**Exercise details**
Collect each line of the entries that holds the string "motorcycle".

Spatial localization data

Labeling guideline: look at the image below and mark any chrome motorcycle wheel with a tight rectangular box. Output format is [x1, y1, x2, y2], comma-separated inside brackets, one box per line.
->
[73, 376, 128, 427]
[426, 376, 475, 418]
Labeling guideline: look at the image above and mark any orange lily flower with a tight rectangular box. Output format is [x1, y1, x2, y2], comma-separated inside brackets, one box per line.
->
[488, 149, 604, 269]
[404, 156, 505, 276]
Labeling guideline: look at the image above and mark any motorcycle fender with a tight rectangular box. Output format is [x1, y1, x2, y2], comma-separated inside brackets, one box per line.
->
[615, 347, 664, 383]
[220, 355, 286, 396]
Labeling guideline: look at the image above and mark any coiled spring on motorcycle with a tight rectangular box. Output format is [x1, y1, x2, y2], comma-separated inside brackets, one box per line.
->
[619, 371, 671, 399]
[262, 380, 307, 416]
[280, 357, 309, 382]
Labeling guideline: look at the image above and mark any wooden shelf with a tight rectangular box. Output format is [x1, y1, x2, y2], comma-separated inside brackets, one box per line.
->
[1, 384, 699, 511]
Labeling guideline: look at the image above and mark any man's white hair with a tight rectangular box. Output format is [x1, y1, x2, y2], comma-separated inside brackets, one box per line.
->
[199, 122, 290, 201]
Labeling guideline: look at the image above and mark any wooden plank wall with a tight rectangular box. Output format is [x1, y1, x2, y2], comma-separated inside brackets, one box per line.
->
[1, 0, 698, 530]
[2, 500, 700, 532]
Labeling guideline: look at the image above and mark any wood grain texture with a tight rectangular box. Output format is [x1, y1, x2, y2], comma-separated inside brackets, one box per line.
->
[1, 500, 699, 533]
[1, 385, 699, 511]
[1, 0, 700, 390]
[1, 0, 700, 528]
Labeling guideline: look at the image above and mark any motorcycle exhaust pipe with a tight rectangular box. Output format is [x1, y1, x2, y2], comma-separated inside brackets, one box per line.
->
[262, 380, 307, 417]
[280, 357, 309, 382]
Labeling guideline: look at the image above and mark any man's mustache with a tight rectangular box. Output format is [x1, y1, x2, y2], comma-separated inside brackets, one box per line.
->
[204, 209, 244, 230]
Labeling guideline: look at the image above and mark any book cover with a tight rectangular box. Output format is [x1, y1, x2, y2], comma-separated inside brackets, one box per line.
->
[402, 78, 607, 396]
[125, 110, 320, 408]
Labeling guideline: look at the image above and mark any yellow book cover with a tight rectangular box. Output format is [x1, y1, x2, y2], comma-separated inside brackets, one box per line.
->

**The answer**
Labeling guideline: look at the image below and mark any chrome motorcycle wheel with a tight rectangular box. Output format is [x1, y1, x2, y2], comma-separated inside brackets, one box per line.
Labeling guideline: look at the image above and mark any motorcycle fender with a tight rectangular box. Output format is [x1, y1, x2, y2], comma-separated inside brackets, one box per line.
Labeling guideline: look at the image above and mark any coiled spring on motorcycle with a tight rectangular box. Output format is [x1, y1, x2, y2], comma-separated inside brackets, one box per line.
Labeling guideline: look at the image above and mark any motorcycle exhaust pipe with a tight rectangular box. Output format is [x1, y1, x2, y2], comma-separated inside brackets, one box per line.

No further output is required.